■ **Exercise task**
Please reproduce, word for word, the lines of the data below, starting with the line that contains "trace the outline of every instance of the green" and going on through the line that contains "M15 530L25 539L30", with both of those lines included.

---*---

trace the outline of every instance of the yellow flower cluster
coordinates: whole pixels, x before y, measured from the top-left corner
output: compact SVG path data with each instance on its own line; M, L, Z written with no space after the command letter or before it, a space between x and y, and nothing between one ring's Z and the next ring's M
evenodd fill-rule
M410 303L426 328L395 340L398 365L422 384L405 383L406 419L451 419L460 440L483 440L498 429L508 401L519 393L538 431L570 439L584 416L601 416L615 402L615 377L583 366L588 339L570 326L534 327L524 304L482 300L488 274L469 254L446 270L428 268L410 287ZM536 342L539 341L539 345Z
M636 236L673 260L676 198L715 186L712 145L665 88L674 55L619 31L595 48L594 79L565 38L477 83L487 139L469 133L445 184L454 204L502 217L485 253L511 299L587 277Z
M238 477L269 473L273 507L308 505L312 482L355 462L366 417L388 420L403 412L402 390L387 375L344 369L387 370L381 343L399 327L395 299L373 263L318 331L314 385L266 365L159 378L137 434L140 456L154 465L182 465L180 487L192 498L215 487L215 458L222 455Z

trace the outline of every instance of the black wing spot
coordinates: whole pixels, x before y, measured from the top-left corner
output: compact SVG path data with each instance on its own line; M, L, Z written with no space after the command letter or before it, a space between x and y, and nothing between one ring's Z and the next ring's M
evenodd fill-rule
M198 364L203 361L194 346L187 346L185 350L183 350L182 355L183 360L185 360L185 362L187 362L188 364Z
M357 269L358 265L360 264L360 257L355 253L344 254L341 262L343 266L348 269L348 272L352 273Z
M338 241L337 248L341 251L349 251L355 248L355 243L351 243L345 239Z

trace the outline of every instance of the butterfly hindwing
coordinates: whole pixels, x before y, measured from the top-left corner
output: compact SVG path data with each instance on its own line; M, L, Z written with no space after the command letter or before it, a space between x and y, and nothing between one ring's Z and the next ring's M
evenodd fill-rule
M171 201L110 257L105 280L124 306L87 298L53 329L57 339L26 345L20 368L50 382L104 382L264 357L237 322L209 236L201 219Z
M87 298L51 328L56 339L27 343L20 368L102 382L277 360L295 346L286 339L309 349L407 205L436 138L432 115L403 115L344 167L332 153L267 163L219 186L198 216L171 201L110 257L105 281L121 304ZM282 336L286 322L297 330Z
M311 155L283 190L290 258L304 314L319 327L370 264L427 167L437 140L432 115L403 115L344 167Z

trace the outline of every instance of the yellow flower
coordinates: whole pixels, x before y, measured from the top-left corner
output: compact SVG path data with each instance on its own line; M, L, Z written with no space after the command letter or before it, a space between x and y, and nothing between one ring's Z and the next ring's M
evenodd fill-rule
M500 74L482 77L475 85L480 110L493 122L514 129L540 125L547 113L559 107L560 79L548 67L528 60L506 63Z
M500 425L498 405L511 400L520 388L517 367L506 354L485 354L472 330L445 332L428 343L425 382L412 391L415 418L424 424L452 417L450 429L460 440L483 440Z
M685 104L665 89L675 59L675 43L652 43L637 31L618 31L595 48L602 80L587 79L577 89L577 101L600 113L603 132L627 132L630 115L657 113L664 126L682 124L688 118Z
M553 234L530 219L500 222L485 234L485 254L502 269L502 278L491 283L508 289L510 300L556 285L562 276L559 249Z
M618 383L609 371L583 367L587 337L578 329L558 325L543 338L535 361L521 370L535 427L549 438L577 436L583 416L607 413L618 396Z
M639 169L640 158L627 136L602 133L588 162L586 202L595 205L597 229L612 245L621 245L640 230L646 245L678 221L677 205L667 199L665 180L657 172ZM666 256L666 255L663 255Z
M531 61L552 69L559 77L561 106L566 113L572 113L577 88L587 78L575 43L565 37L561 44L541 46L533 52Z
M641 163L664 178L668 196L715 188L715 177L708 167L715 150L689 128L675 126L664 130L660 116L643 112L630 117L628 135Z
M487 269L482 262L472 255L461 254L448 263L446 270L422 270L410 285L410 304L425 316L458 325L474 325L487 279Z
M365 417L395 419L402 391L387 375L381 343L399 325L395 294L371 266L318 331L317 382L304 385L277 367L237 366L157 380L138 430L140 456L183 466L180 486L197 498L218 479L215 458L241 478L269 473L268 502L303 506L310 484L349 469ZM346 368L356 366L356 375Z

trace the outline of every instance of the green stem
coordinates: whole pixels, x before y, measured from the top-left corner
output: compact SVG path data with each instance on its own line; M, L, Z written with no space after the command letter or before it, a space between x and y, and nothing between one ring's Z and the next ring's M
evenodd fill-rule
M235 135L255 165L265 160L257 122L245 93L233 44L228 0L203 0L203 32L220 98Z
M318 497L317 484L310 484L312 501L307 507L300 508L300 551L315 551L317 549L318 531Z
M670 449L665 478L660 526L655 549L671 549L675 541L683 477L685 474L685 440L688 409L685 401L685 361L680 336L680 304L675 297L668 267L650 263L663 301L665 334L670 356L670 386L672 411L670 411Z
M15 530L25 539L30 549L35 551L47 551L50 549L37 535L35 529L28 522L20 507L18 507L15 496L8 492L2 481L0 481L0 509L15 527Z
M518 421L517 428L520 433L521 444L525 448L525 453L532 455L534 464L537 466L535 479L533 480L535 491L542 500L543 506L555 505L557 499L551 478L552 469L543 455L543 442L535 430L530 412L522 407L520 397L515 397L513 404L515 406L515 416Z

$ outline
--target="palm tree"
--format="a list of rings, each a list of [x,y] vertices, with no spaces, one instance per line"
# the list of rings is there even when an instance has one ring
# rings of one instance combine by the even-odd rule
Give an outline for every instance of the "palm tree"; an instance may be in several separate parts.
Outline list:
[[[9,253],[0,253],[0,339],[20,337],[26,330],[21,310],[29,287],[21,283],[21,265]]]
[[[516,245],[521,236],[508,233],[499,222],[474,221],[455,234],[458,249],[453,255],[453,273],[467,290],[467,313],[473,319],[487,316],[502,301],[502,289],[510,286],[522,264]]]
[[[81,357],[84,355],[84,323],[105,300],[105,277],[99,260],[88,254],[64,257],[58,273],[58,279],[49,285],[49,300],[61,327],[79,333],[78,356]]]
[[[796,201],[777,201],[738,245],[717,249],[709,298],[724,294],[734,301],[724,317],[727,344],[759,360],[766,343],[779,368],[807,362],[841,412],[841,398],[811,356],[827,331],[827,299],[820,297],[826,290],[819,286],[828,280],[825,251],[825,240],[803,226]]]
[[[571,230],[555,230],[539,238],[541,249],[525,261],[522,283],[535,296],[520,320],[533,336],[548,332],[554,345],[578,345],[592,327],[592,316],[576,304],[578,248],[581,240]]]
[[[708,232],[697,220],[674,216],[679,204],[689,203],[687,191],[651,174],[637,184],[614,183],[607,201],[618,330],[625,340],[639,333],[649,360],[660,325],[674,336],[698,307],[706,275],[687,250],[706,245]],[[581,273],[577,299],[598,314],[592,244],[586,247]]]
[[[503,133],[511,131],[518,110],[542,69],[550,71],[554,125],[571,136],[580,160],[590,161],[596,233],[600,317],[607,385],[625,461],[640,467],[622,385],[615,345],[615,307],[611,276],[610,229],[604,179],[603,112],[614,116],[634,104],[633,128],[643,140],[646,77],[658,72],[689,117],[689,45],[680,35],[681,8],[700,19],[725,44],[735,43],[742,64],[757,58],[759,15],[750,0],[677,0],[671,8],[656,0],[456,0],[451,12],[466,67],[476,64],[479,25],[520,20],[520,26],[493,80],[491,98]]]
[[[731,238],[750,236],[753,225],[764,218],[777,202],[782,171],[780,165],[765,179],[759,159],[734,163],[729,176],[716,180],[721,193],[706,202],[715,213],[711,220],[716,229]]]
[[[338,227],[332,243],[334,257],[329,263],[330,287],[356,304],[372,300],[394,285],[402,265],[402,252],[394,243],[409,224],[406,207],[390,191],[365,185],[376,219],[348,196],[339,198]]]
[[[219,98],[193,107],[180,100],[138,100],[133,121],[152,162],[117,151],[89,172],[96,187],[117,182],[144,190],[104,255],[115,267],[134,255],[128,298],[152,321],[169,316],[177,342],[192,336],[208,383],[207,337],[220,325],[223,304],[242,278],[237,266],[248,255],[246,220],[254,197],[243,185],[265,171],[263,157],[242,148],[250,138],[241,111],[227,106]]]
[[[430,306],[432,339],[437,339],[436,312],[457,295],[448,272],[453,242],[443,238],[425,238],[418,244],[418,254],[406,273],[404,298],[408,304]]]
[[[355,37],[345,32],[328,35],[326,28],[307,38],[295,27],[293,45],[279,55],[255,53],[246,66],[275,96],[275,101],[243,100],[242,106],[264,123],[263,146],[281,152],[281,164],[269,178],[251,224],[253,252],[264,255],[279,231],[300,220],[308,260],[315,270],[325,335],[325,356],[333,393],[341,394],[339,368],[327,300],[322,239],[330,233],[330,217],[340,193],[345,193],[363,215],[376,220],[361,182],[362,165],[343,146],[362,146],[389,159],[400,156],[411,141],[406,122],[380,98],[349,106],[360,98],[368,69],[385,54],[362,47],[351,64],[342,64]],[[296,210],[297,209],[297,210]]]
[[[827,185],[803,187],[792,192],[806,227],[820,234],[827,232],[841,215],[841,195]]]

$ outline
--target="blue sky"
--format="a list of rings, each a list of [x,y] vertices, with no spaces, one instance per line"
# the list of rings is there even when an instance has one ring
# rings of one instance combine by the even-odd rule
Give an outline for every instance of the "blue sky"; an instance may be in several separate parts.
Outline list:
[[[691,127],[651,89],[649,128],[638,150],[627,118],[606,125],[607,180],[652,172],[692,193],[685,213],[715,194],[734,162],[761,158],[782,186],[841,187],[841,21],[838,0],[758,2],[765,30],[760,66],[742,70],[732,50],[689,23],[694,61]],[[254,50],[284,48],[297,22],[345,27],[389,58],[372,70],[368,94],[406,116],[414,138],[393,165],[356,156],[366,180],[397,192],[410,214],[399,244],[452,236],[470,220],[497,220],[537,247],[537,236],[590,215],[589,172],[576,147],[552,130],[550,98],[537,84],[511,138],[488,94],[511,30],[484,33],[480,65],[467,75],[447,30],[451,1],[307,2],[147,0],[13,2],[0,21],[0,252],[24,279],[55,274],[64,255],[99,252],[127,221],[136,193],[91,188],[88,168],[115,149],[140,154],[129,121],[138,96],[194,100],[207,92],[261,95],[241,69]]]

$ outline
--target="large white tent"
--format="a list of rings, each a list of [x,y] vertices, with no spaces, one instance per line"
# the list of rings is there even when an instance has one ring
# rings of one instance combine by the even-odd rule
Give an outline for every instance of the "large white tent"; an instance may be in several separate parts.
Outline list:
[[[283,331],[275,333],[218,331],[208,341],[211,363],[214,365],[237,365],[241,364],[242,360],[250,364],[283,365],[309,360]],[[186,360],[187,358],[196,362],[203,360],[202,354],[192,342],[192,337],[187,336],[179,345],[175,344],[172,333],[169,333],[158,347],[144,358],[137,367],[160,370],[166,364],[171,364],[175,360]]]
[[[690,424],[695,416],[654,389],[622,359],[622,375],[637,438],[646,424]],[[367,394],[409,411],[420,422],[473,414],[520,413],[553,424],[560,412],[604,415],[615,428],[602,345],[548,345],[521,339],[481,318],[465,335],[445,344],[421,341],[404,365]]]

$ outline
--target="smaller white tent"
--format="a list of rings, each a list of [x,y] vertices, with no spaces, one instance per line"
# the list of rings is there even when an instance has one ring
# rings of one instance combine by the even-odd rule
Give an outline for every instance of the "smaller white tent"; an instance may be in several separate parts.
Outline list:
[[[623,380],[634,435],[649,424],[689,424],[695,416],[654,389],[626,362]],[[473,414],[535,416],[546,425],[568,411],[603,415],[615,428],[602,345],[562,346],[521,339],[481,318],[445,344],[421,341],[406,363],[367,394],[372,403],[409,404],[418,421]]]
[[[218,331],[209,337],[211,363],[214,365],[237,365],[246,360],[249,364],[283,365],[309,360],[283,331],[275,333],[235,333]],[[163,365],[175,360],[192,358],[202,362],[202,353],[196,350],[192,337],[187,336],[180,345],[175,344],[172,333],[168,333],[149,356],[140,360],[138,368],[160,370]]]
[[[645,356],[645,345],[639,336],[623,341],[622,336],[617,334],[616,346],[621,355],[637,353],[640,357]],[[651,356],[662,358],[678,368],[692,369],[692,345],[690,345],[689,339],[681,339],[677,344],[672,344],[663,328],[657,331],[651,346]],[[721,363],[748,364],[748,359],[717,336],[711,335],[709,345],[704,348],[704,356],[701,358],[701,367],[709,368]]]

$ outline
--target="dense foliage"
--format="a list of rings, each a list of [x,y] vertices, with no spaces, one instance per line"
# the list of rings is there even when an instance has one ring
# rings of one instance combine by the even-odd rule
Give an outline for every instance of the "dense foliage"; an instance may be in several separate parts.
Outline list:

---*---

■ **Result**
trace the outline of every instance of the green stem
coordinates: whole pixels, x before y, measured from the top-left corner
output: compact SVG path data with each instance on its own line; M, L, Z written with no space after the command letter or before it, a space between x and y, and nothing between one ring's Z and the next ring's M
evenodd fill-rule
M235 135L255 165L265 160L257 122L245 93L233 44L228 0L203 0L203 32L220 98Z
M318 497L317 484L310 484L312 501L307 507L300 508L300 551L315 551L317 549L318 531Z
M670 449L665 478L660 526L655 549L671 549L675 541L683 477L685 474L685 440L688 409L685 401L685 361L680 336L680 304L675 297L668 267L650 263L663 301L665 334L670 356L670 386L672 411L670 411Z
M15 530L25 539L30 549L35 551L47 551L50 549L37 535L35 529L28 522L20 507L18 507L15 496L8 492L2 481L0 481L0 509L15 527Z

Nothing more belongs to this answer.